**GOAL:**
Could you rewrite everything from the line containing "Every instance of the white" down to the line containing "x=633, y=449", putting "pin" wherever "marker" appears and leaving the rest unchanged?

**GIVEN RECORDS:**
• • • • • • •

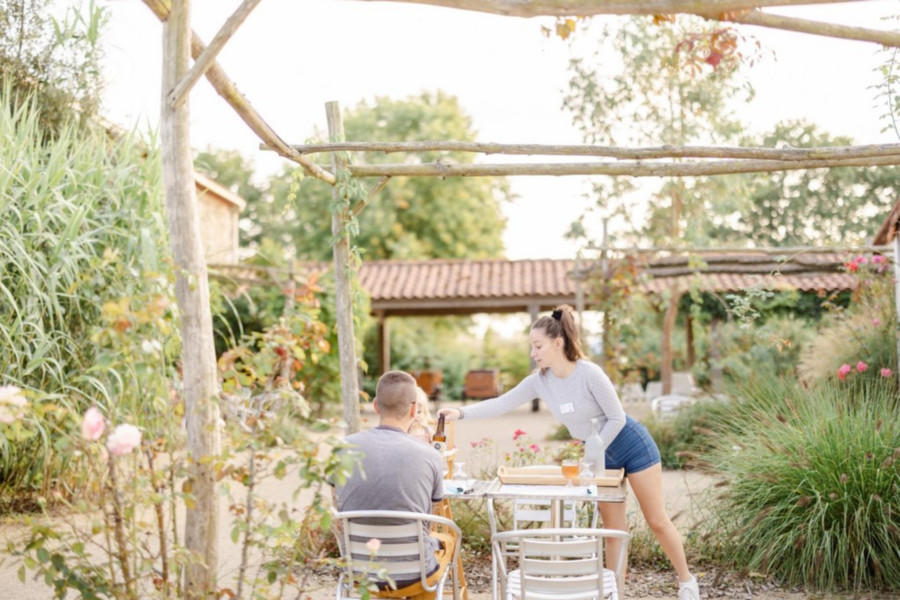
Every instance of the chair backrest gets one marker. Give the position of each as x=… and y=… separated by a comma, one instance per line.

• • • • • • •

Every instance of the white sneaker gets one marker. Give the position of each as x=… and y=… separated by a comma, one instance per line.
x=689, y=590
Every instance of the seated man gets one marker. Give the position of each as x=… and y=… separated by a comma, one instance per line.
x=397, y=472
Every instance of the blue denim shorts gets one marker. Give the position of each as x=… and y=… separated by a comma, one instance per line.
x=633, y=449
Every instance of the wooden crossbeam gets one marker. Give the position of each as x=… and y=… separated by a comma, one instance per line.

• • • • • • •

**SOLUTION FOR THIS PROBLEM:**
Every instance of the white sneaker gets one pin. Give the position of each as x=… and y=… separated by a comma, one instance per line.
x=689, y=590
Every instance of the seated man gets one pin. Give the position of each as x=… and y=… separated by a comma, one instance per line.
x=397, y=472
Every instance of the blue denim shorts gets one pin. Give the position of each as x=… and y=… separated by a comma, one instance per line.
x=633, y=449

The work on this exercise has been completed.